* [Supplied passage]

Using human tissue to detect cancer can cause problems for doctors when slides get marked or distorted – but new imaging software is able to separate faulty and clear samples for the first time.
Research professors from Case Western Reserve University, in Cleveland, Ohio, have created the HistoQC programme, which they say can digitally resample vast amounts of tissue images in order to sort faulty images from the high-quality sets for better diagnoses.
The team claims it is the first open-source quality-control review tool for digitised tissue imaging slides.
The technology, unveiled in the most recent edition of the Journal of Clinical Oncology Clinical Informatics, will be further developed with support from a three-year grant worth $1.2m (£930,000) from the National Cancer Institute.
Anant Madabhushi, biomedical engineering professor at the Case School of Engineering, believes it marks a significant move towards “a true democratisation of imaging technology.”
He said: “The idea is simple – assess digital images and determine which slides are worthy for analysis by a computer and which are not.
“This is important right now as digital pathology is taking off worldwide and laying the groundwork for more use of AI for interrogating tissue images.”
How can the quality of digital tissue imaging be distorted?
Current imaging technology is able to identify thousands of images per second.

* [What you should do] Print the part of the tissue-imaging article starting with "The team claims" and going on through "imaging be distorted?", copying it word for word.

* [Dataset extract]
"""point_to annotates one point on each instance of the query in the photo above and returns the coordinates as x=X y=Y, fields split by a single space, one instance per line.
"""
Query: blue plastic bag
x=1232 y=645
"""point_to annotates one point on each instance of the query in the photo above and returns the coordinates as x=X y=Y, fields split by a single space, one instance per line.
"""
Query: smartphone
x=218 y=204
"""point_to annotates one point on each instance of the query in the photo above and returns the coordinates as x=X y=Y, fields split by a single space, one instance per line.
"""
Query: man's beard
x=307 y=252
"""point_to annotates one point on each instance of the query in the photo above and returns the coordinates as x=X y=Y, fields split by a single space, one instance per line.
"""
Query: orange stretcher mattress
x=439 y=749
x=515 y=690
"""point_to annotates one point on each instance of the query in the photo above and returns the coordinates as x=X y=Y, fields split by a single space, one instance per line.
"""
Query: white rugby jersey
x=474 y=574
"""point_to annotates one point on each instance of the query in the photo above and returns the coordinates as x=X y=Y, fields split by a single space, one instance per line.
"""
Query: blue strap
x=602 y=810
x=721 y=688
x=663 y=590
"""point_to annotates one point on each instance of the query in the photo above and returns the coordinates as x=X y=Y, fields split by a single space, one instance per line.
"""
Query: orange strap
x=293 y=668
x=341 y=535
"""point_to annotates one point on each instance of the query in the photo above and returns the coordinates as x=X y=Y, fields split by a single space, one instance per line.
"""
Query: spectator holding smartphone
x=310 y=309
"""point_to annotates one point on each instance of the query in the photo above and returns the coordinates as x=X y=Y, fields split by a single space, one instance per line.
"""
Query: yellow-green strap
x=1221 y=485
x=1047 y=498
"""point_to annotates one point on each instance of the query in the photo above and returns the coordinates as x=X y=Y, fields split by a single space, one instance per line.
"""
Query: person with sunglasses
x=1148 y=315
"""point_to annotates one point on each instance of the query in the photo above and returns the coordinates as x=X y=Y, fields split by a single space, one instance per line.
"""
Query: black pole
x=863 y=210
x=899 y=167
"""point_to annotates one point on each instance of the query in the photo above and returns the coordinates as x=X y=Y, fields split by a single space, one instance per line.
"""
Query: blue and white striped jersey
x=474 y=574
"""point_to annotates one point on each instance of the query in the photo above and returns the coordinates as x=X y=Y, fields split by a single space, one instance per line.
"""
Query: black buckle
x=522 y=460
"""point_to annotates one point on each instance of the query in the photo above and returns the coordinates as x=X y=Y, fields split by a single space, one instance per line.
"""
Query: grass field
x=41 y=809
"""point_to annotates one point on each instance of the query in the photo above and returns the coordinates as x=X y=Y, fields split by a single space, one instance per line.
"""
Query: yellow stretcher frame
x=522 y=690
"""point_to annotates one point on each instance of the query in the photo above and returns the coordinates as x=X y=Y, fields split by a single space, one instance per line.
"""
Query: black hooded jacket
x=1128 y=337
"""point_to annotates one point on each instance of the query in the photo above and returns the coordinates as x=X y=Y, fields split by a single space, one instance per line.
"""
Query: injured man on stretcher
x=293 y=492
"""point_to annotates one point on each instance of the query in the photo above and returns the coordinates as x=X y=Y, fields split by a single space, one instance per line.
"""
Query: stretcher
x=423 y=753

* [Written response]
The team claims it is the first open-source quality-control review tool for digitised tissue imaging slides.
The technology, unveiled in the most recent edition of the Journal of Clinical Oncology Clinical Informatics, will be further developed with support from a three-year grant worth $1.2m (£930,000) from the National Cancer Institute.
Anant Madabhushi, biomedical engineering professor at the Case School of Engineering, believes it marks a significant move towards “a true democratisation of imaging technology.”
He said: “The idea is simple – assess digital images and determine which slides are worthy for analysis by a computer and which are not.
“This is important right now as digital pathology is taking off worldwide and laying the groundwork for more use of AI for interrogating tissue images.”
How can the quality of digital tissue imaging be distorted?